_Input material_
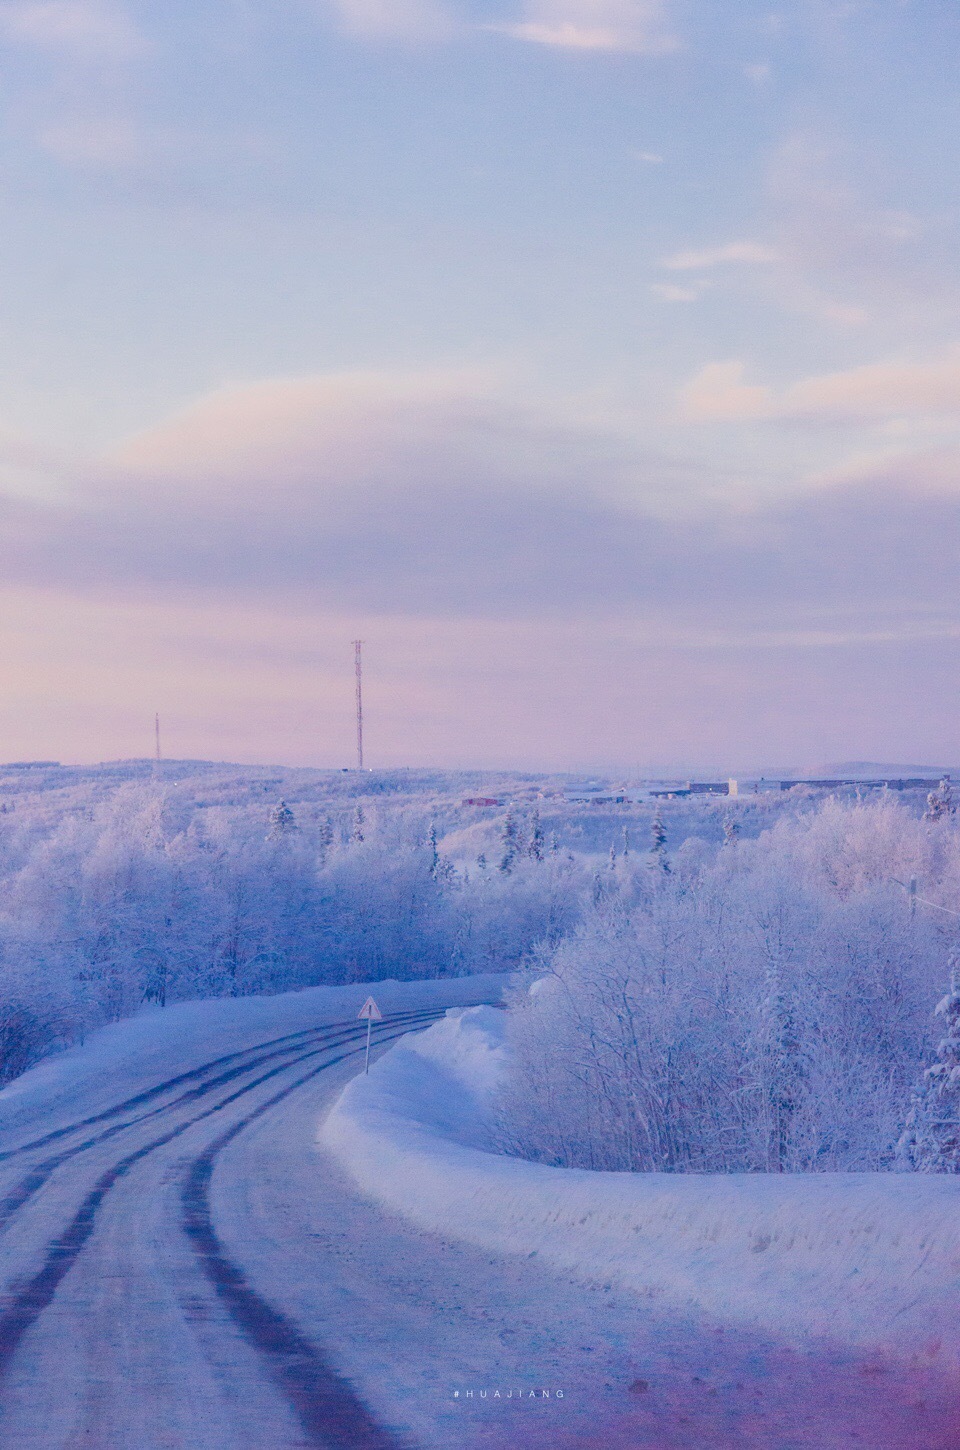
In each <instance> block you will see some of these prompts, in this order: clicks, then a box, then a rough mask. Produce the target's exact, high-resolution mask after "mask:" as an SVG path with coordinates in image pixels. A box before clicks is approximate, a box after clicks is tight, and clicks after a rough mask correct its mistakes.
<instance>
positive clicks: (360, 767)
mask: <svg viewBox="0 0 960 1450" xmlns="http://www.w3.org/2000/svg"><path fill="white" fill-rule="evenodd" d="M361 645H363V639H354V667H355V670H357V770H363V769H364V668H363V660H361V657H360V651H361Z"/></svg>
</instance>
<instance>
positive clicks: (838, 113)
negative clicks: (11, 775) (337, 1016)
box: [0, 0, 960, 774]
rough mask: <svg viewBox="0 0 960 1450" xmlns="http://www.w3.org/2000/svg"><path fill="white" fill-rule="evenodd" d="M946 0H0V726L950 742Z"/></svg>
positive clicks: (954, 488)
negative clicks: (357, 708) (354, 645)
mask: <svg viewBox="0 0 960 1450" xmlns="http://www.w3.org/2000/svg"><path fill="white" fill-rule="evenodd" d="M959 59H960V12H959V10H957V7H956V3H954V0H792V3H789V4H780V6H777V4H761V3H756V0H486V3H481V0H216V3H213V0H189V3H187V0H167V3H165V4H164V6H155V4H146V3H145V0H126V3H122V0H0V64H1V67H3V75H4V87H3V96H1V99H0V188H1V190H3V207H1V215H3V222H1V223H0V599H1V606H3V608H0V683H1V689H0V760H29V758H58V760H65V761H93V760H107V758H117V757H132V755H144V754H149V753H151V750H152V724H154V713H155V712H160V715H161V725H162V738H164V751H165V754H168V755H177V757H202V758H226V760H235V761H273V763H289V764H310V766H331V767H338V766H348V764H351V763H352V758H354V754H352V751H354V722H352V644H351V641H352V639H355V638H363V641H364V667H365V716H367V735H365V745H367V763H368V764H370V766H373V767H381V769H393V767H397V766H448V767H477V769H479V767H522V769H542V770H571V771H583V770H622V771H631V773H638V774H642V773H655V771H669V770H676V769H683V770H696V771H732V773H737V771H738V770H740V771H744V770H748V769H761V767H763V766H767V764H783V766H790V767H792V769H803V767H815V766H816V764H819V763H824V761H837V760H877V761H902V763H930V764H935V763H950V761H959V760H960V711H959V709H957V705H959V686H957V680H959V677H960V603H959V600H960V596H959V592H957V584H959V583H960V579H959V570H957V552H959V545H960V508H959V505H960V470H959V464H960V320H959V319H960V245H959V242H960V165H959V161H960V157H959V151H960V125H959V123H960V101H959V97H960V87H959V84H957V83H959V75H957V70H959Z"/></svg>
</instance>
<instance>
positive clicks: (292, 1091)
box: [180, 1014, 439, 1450]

_What this task involves_
Set down all of the entries exactly as they stand, without any image.

_Answer below_
In each <instance> block you will see some of these prompts, in this order: clicks, then a box, then a rough mask. Produce the target's exact, high-resolution mask after "mask:" as an SVG path with coordinates in image pixels. A box before clicks is approximate, a box after clicks is tight, and clicks after a rough mask correct its mistakes.
<instance>
positive clicks: (360, 767)
mask: <svg viewBox="0 0 960 1450" xmlns="http://www.w3.org/2000/svg"><path fill="white" fill-rule="evenodd" d="M361 645H363V639H354V667H355V670H357V770H363V769H364V668H363V660H361V657H360V651H361Z"/></svg>
</instance>
<instance>
positive clicks: (838, 113)
negative clicks: (11, 775) (337, 1016)
box: [0, 0, 960, 774]
rough mask: <svg viewBox="0 0 960 1450" xmlns="http://www.w3.org/2000/svg"><path fill="white" fill-rule="evenodd" d="M946 0H0V726L950 742Z"/></svg>
positive clicks: (954, 488)
negative clicks: (357, 708) (354, 645)
mask: <svg viewBox="0 0 960 1450" xmlns="http://www.w3.org/2000/svg"><path fill="white" fill-rule="evenodd" d="M959 59H960V12H959V10H957V7H956V3H954V0H792V3H789V4H780V6H777V4H761V3H756V0H486V3H481V0H216V3H213V0H189V3H187V0H167V3H165V4H164V6H155V4H146V3H145V0H126V3H122V0H0V64H1V67H3V75H4V87H3V96H1V99H0V188H1V190H3V207H1V215H3V222H1V223H0V599H1V606H3V608H0V683H1V689H0V760H29V758H58V760H65V761H93V760H107V758H117V757H132V755H144V754H149V753H151V750H152V724H154V713H155V712H160V715H161V725H162V738H164V751H165V754H168V755H177V757H202V758H226V760H235V761H273V763H289V764H310V766H331V767H338V766H348V764H351V763H352V758H354V754H352V751H354V722H352V644H351V641H352V639H355V638H363V641H364V667H365V716H367V735H365V745H367V763H368V764H370V766H373V767H381V769H393V767H397V766H448V767H477V769H479V767H522V769H542V770H571V771H583V770H622V771H631V773H638V774H642V773H655V771H669V770H676V769H683V770H696V771H732V773H737V771H738V770H740V771H744V770H748V769H761V767H763V766H767V764H783V766H790V767H792V769H803V767H815V766H816V764H819V763H824V761H837V760H877V761H902V763H930V764H935V763H950V761H959V760H960V711H959V709H957V705H959V686H957V680H959V677H960V603H959V600H960V596H959V592H957V584H959V583H960V579H959V570H957V552H959V545H960V508H959V505H960V470H959V464H960V320H959V319H960V245H959V242H960V165H959V161H960V157H959V151H960V125H959V123H960V101H959V97H960V87H959V84H957V83H959V75H957V70H959Z"/></svg>
</instance>
<instance>
positive clicks: (292, 1091)
box: [180, 1014, 439, 1450]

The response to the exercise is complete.